■ WORK INSTRUCTIONS
Reproduce the entries below word for word, from the line that contains "the green foliage" through the final line of the entries, including both of those lines.

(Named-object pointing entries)
::::::::

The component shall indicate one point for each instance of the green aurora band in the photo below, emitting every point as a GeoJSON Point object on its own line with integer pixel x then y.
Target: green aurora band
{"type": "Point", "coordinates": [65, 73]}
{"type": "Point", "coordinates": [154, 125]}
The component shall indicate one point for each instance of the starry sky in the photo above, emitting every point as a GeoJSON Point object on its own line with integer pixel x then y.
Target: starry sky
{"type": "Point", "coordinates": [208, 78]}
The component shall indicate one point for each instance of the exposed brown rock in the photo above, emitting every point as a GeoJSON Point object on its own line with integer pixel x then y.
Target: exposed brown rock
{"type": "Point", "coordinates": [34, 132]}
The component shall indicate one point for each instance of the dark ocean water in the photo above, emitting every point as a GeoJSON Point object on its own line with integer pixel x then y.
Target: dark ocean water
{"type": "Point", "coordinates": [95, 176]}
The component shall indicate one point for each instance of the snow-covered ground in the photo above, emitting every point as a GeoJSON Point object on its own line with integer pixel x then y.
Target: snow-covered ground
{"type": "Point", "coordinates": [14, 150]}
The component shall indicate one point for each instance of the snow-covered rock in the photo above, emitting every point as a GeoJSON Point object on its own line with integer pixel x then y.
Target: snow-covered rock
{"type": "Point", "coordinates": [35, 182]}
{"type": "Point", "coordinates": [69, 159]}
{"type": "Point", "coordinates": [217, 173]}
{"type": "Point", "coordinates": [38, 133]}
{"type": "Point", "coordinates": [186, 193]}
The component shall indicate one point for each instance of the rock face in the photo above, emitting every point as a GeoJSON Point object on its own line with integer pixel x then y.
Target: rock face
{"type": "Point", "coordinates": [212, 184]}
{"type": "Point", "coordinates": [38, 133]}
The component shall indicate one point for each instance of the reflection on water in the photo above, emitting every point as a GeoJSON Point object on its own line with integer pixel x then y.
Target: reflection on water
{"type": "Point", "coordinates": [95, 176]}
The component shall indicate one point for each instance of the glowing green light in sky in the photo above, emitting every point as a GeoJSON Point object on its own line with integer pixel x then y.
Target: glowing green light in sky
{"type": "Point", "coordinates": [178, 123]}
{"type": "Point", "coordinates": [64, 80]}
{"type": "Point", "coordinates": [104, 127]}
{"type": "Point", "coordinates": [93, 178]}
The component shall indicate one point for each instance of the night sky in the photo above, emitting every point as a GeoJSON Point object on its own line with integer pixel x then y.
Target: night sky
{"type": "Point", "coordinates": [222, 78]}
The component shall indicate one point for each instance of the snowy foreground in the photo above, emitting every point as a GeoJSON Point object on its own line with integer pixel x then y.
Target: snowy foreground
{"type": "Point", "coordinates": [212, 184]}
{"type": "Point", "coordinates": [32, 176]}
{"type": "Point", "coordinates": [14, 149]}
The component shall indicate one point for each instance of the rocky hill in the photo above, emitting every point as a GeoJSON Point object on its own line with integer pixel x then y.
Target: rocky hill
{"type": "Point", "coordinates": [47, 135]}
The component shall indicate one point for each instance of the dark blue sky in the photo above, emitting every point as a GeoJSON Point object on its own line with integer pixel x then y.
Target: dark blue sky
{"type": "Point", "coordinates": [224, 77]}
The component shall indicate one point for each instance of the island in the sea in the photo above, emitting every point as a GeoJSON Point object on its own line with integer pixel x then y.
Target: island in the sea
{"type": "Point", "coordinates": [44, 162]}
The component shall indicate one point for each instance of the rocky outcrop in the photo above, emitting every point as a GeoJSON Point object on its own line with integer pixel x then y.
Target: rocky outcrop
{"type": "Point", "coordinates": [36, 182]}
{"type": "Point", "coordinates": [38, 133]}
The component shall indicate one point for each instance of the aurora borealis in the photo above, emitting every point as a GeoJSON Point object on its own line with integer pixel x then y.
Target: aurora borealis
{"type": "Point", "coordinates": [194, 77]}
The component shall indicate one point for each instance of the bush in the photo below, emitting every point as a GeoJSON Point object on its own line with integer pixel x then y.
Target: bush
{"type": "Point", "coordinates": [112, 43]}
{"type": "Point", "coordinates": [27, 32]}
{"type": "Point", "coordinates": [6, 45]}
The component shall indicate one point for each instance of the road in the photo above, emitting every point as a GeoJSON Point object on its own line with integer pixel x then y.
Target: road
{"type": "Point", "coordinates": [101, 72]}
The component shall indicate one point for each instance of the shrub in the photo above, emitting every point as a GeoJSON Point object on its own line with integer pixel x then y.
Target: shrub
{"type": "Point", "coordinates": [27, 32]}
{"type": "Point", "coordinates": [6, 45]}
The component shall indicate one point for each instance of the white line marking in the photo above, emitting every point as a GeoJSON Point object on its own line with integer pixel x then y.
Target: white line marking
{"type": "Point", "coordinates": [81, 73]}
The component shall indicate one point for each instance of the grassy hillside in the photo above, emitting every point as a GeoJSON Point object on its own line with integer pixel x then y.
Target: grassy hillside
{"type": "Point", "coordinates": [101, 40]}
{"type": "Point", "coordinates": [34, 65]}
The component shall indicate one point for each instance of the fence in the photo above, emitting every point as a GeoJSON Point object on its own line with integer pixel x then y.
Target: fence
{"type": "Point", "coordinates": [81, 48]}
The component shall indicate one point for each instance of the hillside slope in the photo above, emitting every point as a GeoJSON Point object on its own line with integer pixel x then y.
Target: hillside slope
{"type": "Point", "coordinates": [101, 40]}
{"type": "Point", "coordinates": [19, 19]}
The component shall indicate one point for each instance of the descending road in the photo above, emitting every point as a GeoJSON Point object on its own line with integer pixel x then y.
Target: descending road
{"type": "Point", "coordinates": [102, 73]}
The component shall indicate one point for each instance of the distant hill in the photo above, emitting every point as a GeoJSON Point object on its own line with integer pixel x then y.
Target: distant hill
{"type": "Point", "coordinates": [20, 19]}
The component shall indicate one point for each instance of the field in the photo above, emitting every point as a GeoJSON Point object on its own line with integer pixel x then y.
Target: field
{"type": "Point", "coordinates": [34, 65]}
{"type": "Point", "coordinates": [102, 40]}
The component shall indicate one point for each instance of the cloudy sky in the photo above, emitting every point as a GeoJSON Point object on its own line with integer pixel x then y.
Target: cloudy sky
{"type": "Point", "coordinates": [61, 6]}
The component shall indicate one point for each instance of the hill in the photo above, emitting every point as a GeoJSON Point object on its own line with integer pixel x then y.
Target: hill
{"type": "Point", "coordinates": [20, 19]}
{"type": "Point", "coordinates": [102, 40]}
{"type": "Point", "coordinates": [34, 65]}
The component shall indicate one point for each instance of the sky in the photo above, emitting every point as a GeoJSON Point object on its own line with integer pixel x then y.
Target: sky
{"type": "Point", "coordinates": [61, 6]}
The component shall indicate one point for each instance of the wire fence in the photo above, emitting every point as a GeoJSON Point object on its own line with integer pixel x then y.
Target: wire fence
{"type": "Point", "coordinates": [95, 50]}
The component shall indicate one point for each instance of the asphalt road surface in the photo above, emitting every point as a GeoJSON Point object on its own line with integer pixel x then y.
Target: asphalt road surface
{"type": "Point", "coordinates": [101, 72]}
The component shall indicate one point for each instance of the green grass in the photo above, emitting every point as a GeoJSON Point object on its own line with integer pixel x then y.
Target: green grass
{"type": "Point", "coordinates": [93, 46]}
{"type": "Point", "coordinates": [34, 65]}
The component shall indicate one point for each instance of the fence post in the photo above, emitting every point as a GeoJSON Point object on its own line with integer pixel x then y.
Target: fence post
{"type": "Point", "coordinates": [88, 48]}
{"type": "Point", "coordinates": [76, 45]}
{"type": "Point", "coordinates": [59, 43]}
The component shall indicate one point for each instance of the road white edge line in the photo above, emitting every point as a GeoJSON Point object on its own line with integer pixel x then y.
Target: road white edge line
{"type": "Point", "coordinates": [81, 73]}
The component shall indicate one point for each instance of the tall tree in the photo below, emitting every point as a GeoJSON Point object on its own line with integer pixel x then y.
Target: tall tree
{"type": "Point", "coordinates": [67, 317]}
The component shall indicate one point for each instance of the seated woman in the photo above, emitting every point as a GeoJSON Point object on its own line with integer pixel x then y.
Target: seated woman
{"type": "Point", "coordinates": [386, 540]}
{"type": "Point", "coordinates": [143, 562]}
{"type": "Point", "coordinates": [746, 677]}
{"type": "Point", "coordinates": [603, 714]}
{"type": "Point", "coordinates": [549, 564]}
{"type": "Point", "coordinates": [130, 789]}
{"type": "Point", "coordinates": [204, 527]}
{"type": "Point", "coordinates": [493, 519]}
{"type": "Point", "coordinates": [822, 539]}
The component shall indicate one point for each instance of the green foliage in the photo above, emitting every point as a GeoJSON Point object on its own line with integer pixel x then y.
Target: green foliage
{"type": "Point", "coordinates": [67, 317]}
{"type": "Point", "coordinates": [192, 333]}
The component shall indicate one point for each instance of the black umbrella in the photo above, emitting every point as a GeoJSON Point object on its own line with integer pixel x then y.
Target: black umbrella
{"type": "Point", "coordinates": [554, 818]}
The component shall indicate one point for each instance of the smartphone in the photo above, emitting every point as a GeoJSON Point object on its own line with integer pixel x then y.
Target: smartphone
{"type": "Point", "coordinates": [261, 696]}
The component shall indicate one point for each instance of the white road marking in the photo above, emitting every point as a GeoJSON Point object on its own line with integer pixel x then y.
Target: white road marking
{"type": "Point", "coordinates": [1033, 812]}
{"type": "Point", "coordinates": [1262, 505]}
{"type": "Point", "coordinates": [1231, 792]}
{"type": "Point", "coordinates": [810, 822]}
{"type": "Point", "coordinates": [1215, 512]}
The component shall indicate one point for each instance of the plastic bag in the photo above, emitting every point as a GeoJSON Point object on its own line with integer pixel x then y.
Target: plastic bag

::::::::

■ WRITTEN RESPONSE
The component shall indicate one point for each instance of the green foliage in the photo above, emitting every point as a GeoJSON Point object on its own line with integer pixel x then y.
Target: green foliage
{"type": "Point", "coordinates": [67, 317]}
{"type": "Point", "coordinates": [192, 333]}
The component shall indicate one point for each instance of the black umbrella in the photo above, emitting every point as a GeoJSON Point object on its own line with integer pixel x then y.
Target: black umbrella
{"type": "Point", "coordinates": [554, 818]}
The component shall indicate one point for each instance of the smartphone in the photo above, emitting every point as a GeoJSON Point object on its own line with integer pixel x then y.
Target: smartphone
{"type": "Point", "coordinates": [261, 696]}
The component shall indicate one point for each instance of the white road marking in the photo above, emitting every point as a GeoJSON Point object on its own line with integer pixel x then y.
Target: white road marking
{"type": "Point", "coordinates": [1033, 812]}
{"type": "Point", "coordinates": [1262, 505]}
{"type": "Point", "coordinates": [1231, 792]}
{"type": "Point", "coordinates": [810, 822]}
{"type": "Point", "coordinates": [1215, 512]}
The component shall indicate one point for each instance of the plastic bag in the photo above, emitting every point as a GeoJSON Point object on its own line with integer pixel x then y.
Target: plastic bag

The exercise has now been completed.